__WORK INSTRUCTIONS__. Return the lines below in which the string "positive" occurs.

[Segmentation mask data]
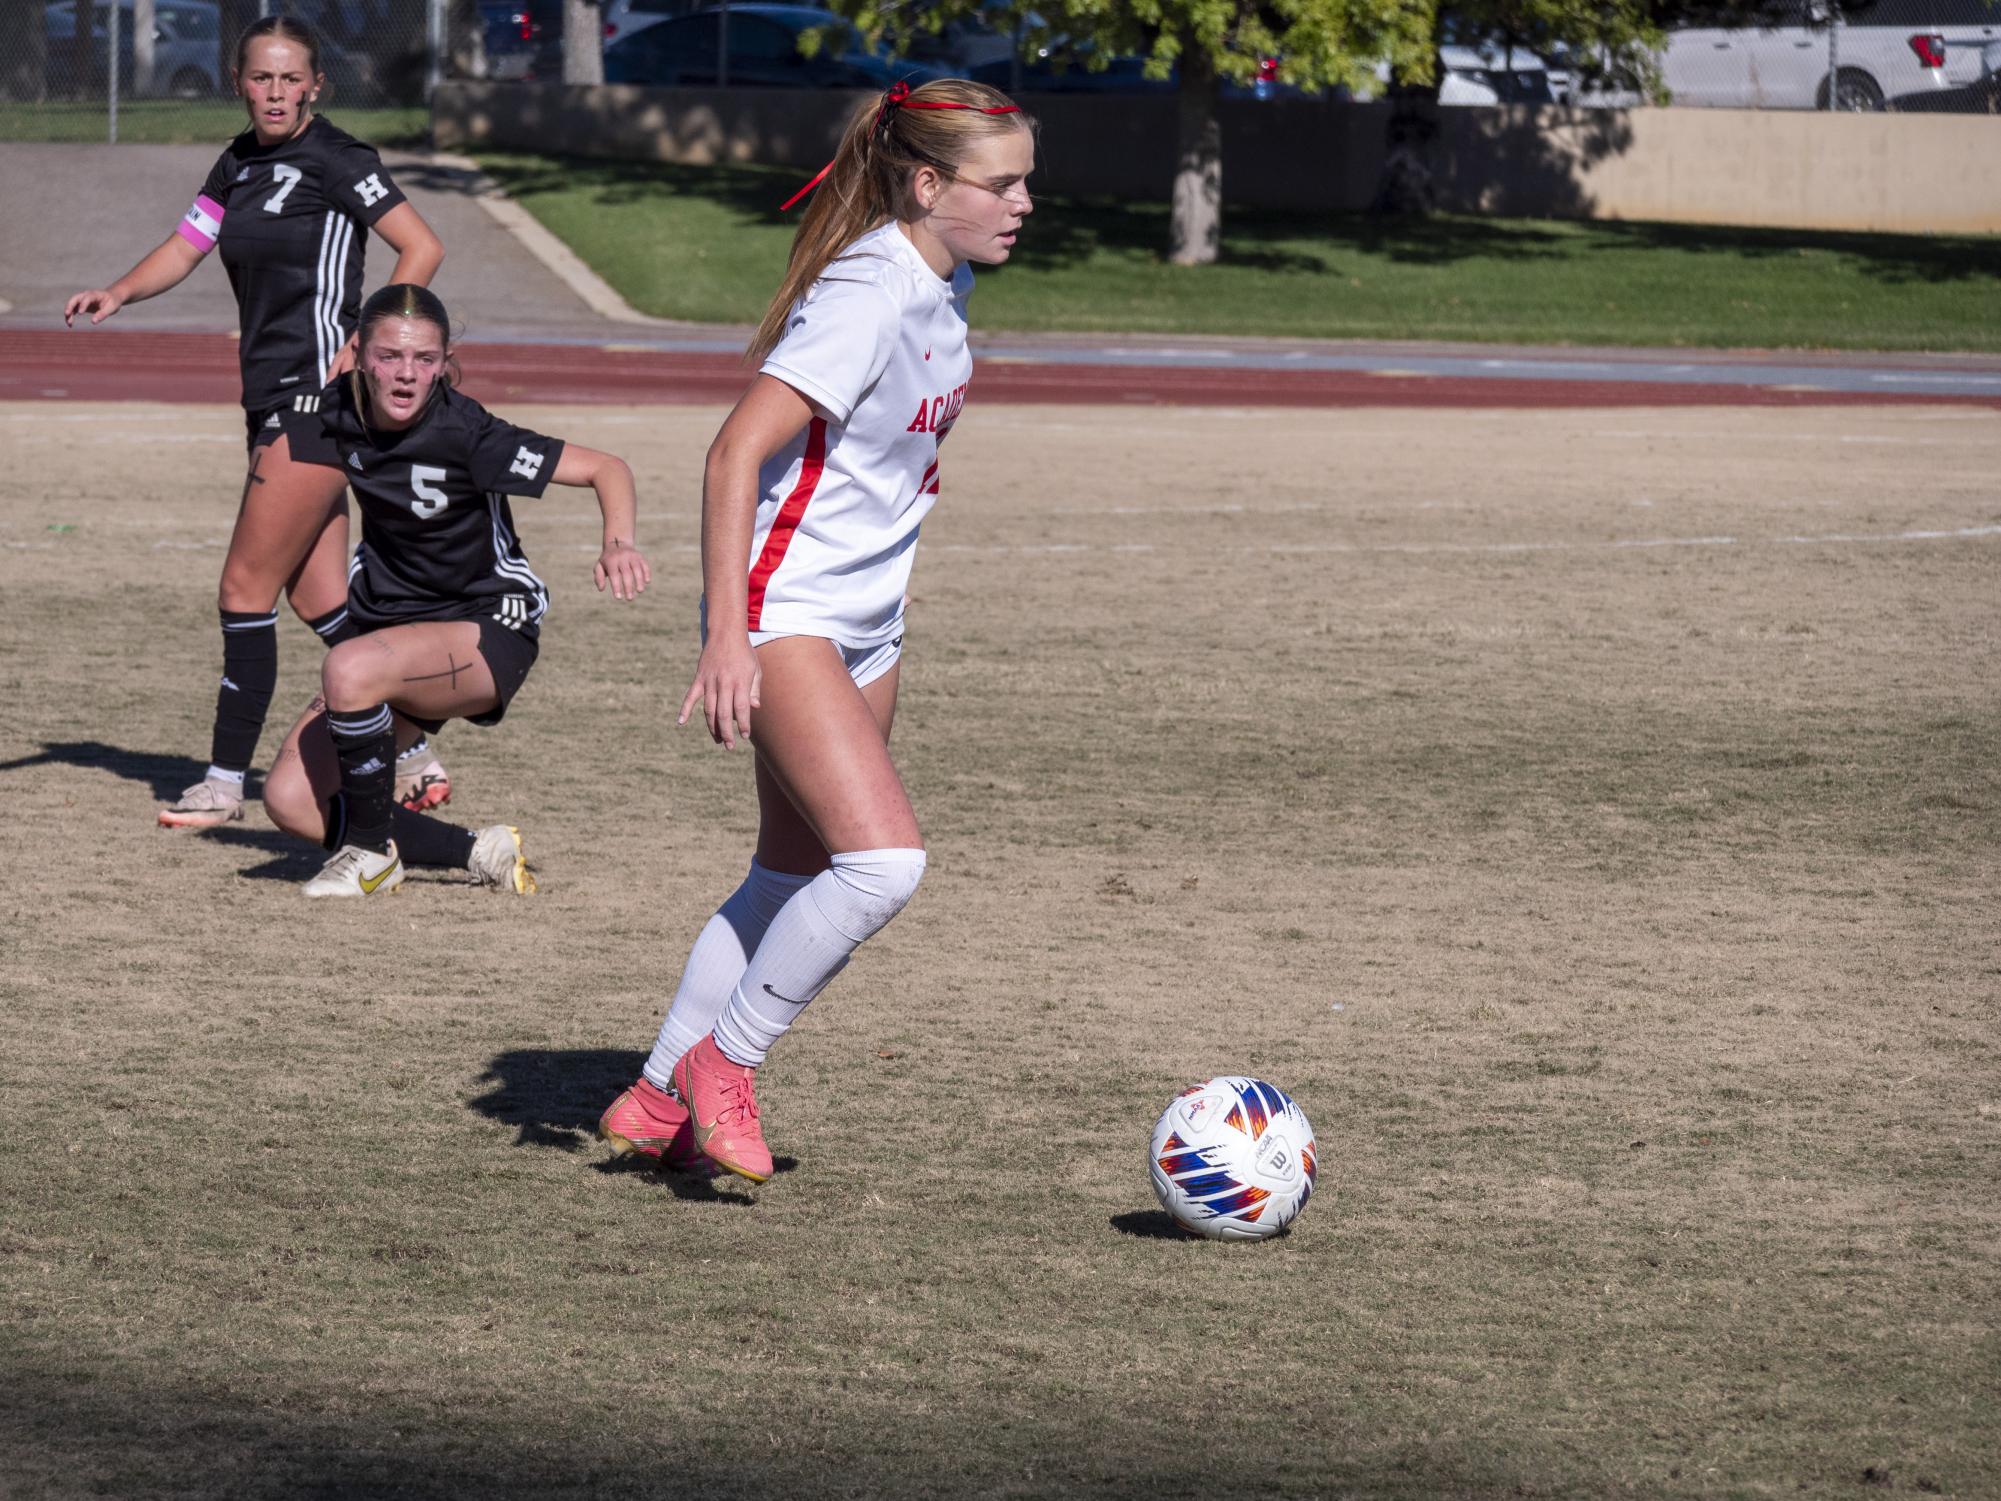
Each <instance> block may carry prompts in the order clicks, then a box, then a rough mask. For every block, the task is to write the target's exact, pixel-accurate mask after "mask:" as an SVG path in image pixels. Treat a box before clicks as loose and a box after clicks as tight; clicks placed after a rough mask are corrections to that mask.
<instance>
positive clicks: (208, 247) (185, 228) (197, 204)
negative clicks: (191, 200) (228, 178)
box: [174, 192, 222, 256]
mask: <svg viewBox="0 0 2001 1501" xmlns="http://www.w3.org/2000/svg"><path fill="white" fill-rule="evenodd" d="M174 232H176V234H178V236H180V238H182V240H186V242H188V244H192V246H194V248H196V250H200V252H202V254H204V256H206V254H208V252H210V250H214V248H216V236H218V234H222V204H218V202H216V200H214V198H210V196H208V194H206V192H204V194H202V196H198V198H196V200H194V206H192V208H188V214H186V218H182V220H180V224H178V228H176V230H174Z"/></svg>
==
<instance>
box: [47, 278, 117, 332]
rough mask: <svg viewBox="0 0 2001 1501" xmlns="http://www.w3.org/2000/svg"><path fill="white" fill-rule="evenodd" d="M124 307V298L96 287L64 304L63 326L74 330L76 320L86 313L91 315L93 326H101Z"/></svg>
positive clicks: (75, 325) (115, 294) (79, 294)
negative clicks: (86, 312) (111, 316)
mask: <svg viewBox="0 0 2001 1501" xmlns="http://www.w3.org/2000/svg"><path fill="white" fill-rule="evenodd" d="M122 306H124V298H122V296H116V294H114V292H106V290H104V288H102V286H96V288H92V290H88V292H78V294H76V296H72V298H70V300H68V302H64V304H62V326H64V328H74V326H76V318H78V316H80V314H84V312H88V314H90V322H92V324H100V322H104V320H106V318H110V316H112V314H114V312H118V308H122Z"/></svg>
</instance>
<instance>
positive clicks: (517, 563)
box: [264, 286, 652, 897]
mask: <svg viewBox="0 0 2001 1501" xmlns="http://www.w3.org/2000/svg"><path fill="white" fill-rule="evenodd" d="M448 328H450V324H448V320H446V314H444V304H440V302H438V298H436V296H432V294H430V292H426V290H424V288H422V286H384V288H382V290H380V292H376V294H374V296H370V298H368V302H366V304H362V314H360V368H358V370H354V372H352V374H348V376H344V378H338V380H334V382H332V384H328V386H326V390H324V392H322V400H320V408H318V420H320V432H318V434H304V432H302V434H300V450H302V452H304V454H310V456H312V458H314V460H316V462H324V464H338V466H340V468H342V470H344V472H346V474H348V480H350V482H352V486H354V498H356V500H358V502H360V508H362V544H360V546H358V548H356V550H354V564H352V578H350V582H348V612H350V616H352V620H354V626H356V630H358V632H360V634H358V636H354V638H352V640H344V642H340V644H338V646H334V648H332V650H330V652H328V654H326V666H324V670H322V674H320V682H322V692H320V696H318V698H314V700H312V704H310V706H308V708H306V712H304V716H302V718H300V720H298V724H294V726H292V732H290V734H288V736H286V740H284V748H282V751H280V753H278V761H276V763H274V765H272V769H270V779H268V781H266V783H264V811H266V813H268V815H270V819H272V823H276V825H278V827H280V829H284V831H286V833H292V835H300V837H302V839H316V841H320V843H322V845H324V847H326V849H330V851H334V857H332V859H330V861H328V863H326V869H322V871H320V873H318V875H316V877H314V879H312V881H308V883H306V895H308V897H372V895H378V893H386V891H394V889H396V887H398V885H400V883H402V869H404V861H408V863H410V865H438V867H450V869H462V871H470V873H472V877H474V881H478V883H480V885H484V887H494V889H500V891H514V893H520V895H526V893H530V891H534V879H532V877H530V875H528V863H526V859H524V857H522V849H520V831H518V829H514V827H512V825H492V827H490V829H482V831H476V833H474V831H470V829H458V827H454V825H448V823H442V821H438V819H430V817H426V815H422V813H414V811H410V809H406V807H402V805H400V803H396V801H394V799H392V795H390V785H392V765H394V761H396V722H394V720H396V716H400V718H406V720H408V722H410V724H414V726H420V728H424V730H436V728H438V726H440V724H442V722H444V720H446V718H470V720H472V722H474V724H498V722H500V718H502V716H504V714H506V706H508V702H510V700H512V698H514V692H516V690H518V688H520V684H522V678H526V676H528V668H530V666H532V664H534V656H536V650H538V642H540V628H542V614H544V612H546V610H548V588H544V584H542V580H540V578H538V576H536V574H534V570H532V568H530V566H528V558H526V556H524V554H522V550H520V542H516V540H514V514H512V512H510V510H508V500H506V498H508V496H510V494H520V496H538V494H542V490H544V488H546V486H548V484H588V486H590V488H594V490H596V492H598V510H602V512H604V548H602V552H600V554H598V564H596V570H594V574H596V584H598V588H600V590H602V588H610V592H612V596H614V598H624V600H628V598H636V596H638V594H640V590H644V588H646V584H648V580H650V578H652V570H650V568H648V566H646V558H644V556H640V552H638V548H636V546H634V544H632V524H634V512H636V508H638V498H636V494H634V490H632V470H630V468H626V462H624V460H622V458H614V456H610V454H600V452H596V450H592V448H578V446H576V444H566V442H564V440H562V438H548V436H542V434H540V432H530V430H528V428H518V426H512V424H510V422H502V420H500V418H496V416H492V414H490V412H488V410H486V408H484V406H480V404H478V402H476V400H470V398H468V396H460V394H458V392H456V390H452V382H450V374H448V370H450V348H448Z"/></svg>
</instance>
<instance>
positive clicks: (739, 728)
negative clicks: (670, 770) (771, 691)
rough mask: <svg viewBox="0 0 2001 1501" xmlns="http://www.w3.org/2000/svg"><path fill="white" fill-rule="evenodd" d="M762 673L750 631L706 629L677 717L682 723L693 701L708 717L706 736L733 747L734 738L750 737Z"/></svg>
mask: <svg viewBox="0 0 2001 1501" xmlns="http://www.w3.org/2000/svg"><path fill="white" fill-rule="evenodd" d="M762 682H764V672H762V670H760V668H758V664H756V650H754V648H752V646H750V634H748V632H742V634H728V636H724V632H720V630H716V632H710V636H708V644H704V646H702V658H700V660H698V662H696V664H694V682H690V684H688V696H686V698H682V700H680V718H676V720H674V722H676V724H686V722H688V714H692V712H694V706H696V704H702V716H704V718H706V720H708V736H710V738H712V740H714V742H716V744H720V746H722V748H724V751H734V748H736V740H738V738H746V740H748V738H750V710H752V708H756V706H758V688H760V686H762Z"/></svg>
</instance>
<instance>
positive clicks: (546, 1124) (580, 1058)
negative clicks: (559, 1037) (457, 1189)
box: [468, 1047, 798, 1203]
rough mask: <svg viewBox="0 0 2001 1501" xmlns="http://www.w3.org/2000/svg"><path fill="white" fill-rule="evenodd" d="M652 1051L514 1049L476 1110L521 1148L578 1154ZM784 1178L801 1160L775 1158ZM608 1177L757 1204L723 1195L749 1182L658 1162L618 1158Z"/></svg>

__REPLY TO THE TASK__.
positive clicks: (208, 247) (185, 228) (197, 204)
positive clicks: (75, 325) (115, 294) (79, 294)
positive clicks: (517, 563)
positive clicks: (739, 728)
positive clicks: (546, 1124) (580, 1058)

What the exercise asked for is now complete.